##### Task input

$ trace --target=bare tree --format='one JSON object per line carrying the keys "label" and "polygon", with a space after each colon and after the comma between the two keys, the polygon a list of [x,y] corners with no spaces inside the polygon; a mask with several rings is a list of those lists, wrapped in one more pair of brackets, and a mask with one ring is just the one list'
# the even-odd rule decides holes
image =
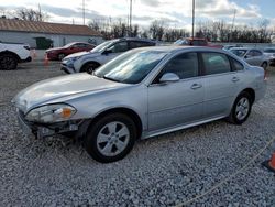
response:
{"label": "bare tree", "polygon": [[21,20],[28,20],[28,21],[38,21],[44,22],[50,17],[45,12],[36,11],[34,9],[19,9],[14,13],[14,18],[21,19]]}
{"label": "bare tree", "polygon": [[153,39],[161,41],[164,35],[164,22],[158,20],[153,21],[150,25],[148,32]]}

##########

Your instructions:
Find each line in the records above that contains the string "polygon", with case counting, and copy every such line in full.

Exercise result:
$ trace --target=bare tree --format='one JSON object per line carrying the keys "label" and "polygon", with a space after each colon and after the comma between the two keys, the polygon a list of [x,y] corners with no spaces inside the polygon; a mask with several rings is a list of those lists, wrapped in one more pair of brackets, and a mask with one ring is just the one list'
{"label": "bare tree", "polygon": [[21,20],[28,20],[28,21],[38,21],[44,22],[50,17],[45,12],[36,11],[34,9],[19,9],[14,13],[14,18],[21,19]]}
{"label": "bare tree", "polygon": [[153,39],[161,41],[164,35],[164,22],[158,20],[153,21],[150,25],[148,32]]}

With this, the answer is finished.